▶ [Do this]:
Which of the lines below contain the word "masks", with case counting? Show each of those lines in full.

BEGIN Records provided

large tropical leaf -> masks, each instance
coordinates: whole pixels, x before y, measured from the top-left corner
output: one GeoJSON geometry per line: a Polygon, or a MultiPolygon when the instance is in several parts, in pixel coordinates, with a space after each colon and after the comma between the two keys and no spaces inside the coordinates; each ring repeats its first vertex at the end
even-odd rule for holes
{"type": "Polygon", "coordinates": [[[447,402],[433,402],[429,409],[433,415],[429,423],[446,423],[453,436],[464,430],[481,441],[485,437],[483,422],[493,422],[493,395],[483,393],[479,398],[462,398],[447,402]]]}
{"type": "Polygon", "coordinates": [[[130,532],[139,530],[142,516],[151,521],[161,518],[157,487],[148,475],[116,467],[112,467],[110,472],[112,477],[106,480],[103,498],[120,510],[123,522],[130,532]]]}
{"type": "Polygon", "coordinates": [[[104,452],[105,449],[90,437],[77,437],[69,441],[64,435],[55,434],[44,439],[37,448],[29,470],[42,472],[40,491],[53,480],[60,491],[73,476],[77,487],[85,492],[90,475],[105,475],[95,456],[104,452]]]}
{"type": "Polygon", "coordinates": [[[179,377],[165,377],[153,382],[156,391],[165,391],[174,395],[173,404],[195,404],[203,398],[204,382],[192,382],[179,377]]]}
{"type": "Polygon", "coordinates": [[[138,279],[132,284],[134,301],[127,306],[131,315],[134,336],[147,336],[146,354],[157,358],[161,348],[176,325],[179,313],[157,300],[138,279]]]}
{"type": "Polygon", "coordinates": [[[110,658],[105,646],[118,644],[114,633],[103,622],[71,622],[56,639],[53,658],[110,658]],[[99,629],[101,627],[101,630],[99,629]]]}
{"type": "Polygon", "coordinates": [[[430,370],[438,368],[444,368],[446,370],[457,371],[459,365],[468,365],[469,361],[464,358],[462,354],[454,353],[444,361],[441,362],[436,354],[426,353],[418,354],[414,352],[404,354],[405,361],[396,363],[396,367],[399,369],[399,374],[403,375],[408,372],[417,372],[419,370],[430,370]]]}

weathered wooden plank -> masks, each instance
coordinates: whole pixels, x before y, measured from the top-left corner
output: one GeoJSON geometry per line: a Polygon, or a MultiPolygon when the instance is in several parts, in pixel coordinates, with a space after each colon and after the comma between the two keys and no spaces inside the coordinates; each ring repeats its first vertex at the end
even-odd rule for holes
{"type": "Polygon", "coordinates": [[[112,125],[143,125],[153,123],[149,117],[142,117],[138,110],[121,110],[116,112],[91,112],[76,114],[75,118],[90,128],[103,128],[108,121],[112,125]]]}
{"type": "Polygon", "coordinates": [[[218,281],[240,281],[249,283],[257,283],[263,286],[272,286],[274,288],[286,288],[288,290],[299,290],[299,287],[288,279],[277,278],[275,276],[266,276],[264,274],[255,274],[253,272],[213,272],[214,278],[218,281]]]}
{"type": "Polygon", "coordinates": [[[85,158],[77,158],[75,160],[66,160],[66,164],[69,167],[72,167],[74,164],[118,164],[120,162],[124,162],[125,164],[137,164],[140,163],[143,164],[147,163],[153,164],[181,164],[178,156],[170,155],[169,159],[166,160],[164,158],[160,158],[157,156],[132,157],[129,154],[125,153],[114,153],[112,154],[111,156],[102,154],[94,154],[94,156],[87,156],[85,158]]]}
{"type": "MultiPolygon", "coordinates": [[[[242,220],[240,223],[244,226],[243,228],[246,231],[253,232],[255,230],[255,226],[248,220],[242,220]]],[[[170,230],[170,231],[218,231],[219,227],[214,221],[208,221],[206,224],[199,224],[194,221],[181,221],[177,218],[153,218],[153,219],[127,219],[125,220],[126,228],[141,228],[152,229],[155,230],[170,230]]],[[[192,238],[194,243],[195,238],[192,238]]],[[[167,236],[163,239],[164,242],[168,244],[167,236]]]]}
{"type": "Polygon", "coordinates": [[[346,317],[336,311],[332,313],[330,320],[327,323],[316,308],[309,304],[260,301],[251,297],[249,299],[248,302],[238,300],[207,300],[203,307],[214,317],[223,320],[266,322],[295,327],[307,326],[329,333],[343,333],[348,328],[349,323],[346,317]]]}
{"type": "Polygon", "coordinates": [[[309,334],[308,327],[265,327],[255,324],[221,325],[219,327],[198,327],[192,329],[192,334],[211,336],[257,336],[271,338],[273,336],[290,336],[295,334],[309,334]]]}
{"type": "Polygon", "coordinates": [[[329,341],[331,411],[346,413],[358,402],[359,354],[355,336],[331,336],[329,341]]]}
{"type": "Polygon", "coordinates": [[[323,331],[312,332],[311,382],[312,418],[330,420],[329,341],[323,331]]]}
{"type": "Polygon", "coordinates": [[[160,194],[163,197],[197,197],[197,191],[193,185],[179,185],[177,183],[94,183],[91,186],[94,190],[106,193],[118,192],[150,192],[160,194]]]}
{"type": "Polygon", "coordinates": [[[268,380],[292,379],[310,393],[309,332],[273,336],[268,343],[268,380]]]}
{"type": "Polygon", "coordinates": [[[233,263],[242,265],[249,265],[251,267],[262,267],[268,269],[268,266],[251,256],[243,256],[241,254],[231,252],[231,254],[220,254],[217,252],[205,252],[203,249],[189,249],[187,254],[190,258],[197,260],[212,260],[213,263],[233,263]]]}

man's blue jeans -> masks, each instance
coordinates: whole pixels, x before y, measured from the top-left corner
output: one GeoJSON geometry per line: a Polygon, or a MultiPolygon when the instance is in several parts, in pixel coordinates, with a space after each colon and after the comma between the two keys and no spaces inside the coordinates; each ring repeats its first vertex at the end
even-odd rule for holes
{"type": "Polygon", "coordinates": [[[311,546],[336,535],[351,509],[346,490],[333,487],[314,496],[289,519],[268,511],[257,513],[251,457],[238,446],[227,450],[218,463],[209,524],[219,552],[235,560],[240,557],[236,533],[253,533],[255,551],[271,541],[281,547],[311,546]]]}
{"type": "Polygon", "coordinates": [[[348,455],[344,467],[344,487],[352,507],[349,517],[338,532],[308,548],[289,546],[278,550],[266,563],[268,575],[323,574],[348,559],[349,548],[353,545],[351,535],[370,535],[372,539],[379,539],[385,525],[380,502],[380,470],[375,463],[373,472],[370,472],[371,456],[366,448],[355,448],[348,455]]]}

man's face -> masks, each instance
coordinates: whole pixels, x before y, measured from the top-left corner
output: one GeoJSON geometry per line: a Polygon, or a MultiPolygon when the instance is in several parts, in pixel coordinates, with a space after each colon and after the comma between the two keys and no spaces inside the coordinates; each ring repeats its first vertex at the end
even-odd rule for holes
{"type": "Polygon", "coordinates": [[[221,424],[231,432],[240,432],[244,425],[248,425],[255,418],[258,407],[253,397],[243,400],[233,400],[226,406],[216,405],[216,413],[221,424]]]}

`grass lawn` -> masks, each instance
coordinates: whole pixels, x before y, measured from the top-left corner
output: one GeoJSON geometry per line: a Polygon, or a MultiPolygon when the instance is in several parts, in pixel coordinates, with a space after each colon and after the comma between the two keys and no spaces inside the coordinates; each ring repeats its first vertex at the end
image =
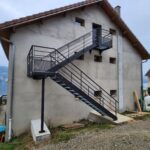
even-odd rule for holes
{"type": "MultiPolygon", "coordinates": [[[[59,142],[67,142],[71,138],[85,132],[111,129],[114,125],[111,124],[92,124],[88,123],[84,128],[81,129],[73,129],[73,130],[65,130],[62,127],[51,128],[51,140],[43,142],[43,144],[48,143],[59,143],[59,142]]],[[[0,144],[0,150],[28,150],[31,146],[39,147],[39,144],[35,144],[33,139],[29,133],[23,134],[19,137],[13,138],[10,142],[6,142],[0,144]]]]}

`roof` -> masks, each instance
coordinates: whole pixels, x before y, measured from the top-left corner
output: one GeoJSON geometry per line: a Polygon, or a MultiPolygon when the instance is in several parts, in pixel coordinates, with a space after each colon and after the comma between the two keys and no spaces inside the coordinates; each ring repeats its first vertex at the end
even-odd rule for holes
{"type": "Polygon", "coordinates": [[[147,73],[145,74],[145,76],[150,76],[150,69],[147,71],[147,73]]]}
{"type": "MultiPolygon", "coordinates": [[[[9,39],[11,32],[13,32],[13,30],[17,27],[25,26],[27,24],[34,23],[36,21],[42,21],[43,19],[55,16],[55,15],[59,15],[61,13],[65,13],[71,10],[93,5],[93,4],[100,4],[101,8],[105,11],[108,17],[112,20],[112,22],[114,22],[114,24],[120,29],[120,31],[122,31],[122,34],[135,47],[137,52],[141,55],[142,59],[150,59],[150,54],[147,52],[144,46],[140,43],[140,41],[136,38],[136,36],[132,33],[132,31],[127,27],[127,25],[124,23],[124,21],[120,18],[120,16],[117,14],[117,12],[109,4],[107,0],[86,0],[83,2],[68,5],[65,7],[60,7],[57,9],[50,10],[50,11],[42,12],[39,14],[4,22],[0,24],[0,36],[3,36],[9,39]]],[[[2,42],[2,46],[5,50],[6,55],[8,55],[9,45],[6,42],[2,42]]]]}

END Records provided
BEGIN Records provided

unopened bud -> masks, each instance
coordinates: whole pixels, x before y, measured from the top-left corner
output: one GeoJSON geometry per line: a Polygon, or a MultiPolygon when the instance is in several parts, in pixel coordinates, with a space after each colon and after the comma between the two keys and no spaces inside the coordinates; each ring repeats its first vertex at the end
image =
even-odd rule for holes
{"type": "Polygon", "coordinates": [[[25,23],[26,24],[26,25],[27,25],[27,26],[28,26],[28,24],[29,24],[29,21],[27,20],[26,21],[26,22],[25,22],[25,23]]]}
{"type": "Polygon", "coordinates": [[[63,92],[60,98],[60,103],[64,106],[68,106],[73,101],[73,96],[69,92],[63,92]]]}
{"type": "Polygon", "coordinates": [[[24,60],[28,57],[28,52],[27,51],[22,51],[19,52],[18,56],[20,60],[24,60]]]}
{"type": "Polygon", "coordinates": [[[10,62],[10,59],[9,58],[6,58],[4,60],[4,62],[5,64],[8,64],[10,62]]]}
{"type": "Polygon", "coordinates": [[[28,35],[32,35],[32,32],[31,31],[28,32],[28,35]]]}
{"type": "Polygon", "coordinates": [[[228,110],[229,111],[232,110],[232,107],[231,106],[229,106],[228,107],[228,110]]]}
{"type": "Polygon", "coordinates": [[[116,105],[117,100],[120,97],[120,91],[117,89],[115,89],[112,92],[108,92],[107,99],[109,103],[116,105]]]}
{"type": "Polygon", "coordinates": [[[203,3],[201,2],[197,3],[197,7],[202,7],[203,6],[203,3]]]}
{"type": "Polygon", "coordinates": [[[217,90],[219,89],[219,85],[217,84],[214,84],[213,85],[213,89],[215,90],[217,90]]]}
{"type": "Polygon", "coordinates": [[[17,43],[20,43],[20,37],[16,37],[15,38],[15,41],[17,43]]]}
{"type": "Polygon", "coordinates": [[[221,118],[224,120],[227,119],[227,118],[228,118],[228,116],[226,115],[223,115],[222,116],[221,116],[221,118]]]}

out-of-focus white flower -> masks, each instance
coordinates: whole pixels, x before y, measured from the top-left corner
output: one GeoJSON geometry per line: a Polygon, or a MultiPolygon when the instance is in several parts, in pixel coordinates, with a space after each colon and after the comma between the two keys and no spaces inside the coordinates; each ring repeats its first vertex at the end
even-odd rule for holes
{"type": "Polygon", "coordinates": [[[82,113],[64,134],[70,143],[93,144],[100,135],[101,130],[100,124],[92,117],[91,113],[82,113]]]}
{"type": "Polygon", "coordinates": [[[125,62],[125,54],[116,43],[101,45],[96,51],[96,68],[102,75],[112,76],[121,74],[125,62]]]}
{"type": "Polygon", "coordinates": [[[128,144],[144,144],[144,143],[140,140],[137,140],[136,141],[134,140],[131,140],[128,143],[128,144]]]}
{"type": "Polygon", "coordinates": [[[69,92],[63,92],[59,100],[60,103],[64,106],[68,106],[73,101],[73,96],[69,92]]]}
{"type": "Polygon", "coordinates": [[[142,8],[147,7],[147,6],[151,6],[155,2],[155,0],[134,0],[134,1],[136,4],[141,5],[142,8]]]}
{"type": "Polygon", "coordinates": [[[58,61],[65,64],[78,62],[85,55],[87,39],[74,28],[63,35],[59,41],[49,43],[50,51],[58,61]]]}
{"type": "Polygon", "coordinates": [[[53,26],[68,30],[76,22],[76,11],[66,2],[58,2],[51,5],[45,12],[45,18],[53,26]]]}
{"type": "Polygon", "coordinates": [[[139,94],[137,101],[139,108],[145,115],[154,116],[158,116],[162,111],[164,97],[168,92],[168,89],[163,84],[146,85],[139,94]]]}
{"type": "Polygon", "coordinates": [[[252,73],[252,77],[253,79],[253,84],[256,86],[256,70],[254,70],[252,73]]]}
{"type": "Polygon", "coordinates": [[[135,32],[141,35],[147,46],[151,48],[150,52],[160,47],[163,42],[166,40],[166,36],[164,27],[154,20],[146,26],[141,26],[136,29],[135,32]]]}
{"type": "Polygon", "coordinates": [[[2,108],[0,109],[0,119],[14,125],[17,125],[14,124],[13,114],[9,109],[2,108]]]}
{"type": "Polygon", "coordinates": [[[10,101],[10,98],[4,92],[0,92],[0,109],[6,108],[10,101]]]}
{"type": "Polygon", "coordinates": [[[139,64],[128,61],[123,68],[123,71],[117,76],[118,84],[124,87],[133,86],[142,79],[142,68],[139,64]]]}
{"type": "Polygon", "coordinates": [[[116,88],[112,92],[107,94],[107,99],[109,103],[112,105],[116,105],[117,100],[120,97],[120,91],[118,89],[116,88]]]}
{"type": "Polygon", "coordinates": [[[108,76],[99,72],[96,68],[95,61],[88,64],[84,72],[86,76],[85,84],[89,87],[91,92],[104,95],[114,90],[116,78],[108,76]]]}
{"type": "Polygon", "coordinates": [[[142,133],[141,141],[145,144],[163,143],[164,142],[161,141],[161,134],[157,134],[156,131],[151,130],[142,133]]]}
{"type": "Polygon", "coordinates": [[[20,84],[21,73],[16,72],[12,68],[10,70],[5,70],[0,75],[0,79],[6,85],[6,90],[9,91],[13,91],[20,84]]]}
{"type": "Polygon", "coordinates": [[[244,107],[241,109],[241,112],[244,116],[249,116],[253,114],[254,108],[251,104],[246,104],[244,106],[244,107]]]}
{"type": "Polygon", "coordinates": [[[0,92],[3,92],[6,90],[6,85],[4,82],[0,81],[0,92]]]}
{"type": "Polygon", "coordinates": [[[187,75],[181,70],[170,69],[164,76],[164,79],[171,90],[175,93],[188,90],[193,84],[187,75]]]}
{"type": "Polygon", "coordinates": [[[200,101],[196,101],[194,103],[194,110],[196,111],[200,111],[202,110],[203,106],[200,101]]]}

END Records provided

▶ [Solution]:
large tropical leaf -> masks, each instance
weathered wooden plank -> masks, each instance
man's blue jeans -> masks, each instance
man's face -> masks, each instance
`grass lawn` -> masks, each instance
`roof` -> masks, each instance
unopened bud -> masks, each instance
out-of-focus white flower -> masks, each instance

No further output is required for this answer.